> _TASK PROMPT_: Your task is to print every entry below exactly as given.
>> start ITEMS
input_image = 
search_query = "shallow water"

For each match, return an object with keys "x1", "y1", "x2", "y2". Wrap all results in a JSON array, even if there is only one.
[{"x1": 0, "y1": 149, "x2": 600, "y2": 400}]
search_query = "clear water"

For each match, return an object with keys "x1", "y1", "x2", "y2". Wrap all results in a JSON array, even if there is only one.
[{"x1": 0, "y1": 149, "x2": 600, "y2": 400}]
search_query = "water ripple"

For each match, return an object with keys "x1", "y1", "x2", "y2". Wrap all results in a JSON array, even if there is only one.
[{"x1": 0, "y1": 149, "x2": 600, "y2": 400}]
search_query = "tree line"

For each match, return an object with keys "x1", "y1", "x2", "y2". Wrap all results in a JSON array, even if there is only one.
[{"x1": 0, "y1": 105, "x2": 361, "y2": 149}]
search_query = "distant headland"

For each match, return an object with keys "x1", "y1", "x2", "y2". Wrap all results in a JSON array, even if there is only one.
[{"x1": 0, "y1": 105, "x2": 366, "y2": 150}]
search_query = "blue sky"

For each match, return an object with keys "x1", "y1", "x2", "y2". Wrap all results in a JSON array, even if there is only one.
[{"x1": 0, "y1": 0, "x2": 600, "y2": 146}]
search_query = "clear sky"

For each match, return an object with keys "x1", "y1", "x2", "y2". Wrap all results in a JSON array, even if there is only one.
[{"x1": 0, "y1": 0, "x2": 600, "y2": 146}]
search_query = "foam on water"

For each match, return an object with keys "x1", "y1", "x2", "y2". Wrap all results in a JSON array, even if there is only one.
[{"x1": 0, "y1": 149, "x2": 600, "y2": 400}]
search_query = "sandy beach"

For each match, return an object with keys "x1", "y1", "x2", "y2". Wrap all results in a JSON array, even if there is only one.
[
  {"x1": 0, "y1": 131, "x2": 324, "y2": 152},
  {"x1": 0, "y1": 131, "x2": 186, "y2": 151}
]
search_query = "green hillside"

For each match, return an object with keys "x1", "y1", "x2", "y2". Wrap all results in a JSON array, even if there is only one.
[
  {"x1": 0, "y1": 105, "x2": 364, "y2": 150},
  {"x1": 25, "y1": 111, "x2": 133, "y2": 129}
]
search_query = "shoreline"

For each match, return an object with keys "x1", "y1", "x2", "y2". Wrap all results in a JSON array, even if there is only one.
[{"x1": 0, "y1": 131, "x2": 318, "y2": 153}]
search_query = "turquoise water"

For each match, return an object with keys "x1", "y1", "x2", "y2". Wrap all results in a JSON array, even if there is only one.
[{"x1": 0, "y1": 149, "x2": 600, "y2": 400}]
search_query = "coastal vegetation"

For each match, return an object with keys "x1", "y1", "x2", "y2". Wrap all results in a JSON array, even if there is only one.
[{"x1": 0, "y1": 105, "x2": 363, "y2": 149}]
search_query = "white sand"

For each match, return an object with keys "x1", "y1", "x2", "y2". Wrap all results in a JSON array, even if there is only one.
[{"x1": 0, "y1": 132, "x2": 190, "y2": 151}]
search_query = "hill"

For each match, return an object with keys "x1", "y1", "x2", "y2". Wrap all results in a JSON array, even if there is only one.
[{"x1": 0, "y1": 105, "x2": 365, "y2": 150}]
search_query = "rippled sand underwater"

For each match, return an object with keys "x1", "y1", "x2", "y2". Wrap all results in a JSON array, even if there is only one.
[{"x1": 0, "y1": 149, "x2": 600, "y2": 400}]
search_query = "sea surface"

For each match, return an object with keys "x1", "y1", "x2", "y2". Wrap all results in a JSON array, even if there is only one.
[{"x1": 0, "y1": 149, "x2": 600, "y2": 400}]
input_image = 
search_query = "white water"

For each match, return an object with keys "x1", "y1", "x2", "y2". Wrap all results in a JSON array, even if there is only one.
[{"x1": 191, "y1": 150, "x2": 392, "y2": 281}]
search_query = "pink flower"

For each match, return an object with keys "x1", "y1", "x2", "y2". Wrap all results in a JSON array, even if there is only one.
>> end ITEMS
> _PROBLEM SOLUTION_:
input_image = 
search_query = "shallow water"

For each match, return an object with keys "x1", "y1", "x2", "y2". Wrap all results in a JSON array, even if there is only one.
[{"x1": 0, "y1": 149, "x2": 600, "y2": 400}]
search_query = "clear water"

For each match, return an object with keys "x1", "y1", "x2", "y2". Wrap all results in a JSON array, even if there is only one.
[{"x1": 0, "y1": 149, "x2": 600, "y2": 400}]
search_query = "water ripple"

For each match, return an object with keys "x1", "y1", "x2", "y2". Wrap all results in a JSON array, even if there is only one.
[{"x1": 0, "y1": 149, "x2": 600, "y2": 400}]
search_query = "tree line"

For each match, return an object with keys "x1", "y1", "x2", "y2". Wrap all results in a JSON array, even if there is only one.
[{"x1": 0, "y1": 105, "x2": 361, "y2": 149}]
search_query = "distant headland"

For each match, return an object with keys "x1", "y1", "x2", "y2". Wrap all results in a JSON array, even if there is only one.
[{"x1": 0, "y1": 105, "x2": 366, "y2": 150}]
search_query = "blue sky"

For each match, return an object with keys "x1", "y1", "x2", "y2". Wrap all results in a JSON array, even if there is only one.
[{"x1": 0, "y1": 0, "x2": 600, "y2": 146}]
search_query = "clear sky"

For each match, return an object with keys "x1", "y1", "x2", "y2". Wrap all results in a JSON array, even if there is only one.
[{"x1": 0, "y1": 0, "x2": 600, "y2": 146}]
search_query = "foam on water"

For each match, return an object with keys "x1", "y1", "x2", "y2". Wrap all results in a JSON array, even if there is only one.
[{"x1": 0, "y1": 149, "x2": 600, "y2": 400}]
search_query = "sandy beach"

For each match, return an object with keys "x1", "y1", "x2", "y2". Wrap all results in a JSON array, even if there is only one.
[
  {"x1": 0, "y1": 131, "x2": 324, "y2": 152},
  {"x1": 0, "y1": 131, "x2": 186, "y2": 151}
]
search_query = "green hillside"

For each match, return an object with keys "x1", "y1", "x2", "y2". Wrap all results in a JSON array, even if there is only one.
[
  {"x1": 0, "y1": 105, "x2": 364, "y2": 150},
  {"x1": 25, "y1": 111, "x2": 133, "y2": 129}
]
search_query = "shoreline"

For each match, return an object with keys "x1", "y1", "x2", "y2". Wrap all results in a JSON array, even if there is only one.
[{"x1": 0, "y1": 131, "x2": 318, "y2": 153}]
search_query = "turquoise water"

For each match, return an object with keys "x1", "y1", "x2", "y2". Wrap all results in a JSON array, even if there is only one.
[{"x1": 0, "y1": 149, "x2": 600, "y2": 400}]
search_query = "coastal vegetation"

For each match, return an object with keys "x1", "y1", "x2", "y2". Wrap all results in a JSON array, even if there is only one.
[{"x1": 0, "y1": 105, "x2": 363, "y2": 149}]
search_query = "white sand"

For each match, return an object with keys "x1", "y1", "x2", "y2". Wrap all results in a JSON array, even if there is only one.
[{"x1": 0, "y1": 132, "x2": 190, "y2": 151}]
search_query = "hill"

For each match, return an object with keys "x1", "y1", "x2", "y2". Wrap all results in a JSON array, even if there is only one.
[{"x1": 0, "y1": 105, "x2": 365, "y2": 150}]
search_query = "rippled sand underwater"

For each match, return an object with keys "x1", "y1", "x2", "y2". Wrap all results in a JSON array, even if there is only one.
[{"x1": 0, "y1": 149, "x2": 600, "y2": 400}]
search_query = "sea surface"

For each match, return an object with keys "x1", "y1", "x2", "y2". Wrap all results in a JSON array, even if there is only one.
[{"x1": 0, "y1": 149, "x2": 600, "y2": 400}]
input_image = 
search_query = "white water"

For each match, return an object with keys "x1", "y1", "x2", "y2". Wrap all results in a JSON array, even if there is only one.
[{"x1": 191, "y1": 150, "x2": 392, "y2": 281}]
search_query = "pink flower"

For each match, return an object with keys "x1", "y1", "x2", "y2". Wrap all results in a JSON array, even if there is only one.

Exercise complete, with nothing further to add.